Portion of a data file:
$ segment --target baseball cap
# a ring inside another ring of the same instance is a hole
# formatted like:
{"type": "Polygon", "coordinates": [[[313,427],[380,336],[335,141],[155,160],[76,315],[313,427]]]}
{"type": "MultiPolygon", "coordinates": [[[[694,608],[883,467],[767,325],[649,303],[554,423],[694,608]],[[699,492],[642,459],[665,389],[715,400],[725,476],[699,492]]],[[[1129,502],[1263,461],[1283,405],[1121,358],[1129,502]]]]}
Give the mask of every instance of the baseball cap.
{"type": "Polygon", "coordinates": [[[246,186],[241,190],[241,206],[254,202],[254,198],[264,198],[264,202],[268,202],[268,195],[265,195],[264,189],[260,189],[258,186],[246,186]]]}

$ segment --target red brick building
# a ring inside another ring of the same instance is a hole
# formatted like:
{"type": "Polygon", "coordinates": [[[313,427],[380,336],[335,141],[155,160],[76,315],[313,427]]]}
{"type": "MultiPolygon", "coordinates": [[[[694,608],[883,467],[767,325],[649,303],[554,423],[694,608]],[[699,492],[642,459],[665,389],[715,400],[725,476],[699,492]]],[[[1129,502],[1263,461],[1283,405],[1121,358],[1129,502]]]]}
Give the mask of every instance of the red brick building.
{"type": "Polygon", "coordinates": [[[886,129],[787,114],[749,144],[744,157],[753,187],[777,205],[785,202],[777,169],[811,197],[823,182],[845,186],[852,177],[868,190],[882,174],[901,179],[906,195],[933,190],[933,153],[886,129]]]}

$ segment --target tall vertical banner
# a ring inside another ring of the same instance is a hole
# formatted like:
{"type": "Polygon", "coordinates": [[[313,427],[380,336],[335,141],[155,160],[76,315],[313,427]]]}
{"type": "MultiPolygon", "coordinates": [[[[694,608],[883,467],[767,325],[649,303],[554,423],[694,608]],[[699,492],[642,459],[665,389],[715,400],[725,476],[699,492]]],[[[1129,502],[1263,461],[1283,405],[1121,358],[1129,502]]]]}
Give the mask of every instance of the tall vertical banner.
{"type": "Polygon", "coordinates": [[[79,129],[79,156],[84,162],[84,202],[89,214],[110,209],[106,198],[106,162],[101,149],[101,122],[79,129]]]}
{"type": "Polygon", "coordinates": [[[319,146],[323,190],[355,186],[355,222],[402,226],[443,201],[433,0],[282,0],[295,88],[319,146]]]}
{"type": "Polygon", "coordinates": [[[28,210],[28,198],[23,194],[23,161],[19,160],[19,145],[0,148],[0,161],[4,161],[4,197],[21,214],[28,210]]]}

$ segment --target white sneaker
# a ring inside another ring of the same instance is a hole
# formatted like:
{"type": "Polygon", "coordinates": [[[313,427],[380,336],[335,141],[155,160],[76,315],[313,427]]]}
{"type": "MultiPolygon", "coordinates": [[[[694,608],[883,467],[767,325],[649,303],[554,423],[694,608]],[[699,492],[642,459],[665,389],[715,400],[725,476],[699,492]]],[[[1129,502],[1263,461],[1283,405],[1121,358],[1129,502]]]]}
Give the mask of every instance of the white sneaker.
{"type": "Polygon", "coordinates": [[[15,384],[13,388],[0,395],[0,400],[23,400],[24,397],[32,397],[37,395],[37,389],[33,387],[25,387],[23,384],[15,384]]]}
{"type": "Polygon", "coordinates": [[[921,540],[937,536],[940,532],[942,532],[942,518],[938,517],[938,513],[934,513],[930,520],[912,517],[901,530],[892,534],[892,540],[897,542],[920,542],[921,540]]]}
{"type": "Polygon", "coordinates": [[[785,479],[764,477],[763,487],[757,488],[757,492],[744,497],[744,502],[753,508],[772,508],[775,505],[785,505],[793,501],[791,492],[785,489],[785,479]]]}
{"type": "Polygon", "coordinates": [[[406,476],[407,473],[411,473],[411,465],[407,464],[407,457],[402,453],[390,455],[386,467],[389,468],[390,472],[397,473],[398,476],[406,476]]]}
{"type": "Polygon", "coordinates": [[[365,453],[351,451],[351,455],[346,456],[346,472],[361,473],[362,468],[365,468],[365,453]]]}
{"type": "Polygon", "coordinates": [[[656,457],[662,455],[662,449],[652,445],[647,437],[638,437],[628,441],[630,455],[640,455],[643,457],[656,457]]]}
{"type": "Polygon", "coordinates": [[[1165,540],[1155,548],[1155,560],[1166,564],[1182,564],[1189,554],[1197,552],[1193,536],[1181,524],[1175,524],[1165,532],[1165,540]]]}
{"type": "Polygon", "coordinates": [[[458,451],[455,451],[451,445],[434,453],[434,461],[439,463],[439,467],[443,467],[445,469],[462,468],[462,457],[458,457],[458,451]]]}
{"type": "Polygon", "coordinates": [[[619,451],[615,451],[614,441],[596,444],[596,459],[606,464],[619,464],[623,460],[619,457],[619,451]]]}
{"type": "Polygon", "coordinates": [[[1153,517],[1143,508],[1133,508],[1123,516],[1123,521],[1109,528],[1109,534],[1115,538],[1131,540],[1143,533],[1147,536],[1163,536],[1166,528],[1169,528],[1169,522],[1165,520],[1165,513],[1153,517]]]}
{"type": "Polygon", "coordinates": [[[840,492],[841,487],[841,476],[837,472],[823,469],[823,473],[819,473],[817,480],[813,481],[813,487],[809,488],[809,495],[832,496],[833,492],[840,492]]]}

### Directions for this task
Pull out every line of the entries above that contains the word "white", and copy each one unchanged.

### Exercise result
$ segment --target white sneaker
Give the mask of every instance of the white sneaker.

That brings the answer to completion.